Task objective - Wherever the word "target" appears in the entries, copy the whole line.
---
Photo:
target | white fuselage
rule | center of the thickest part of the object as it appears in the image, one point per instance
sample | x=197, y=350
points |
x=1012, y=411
---
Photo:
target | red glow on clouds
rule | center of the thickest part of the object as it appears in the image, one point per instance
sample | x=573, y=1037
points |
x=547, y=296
---
Solution to this problem -
target | white fuselage
target | red glow on clouds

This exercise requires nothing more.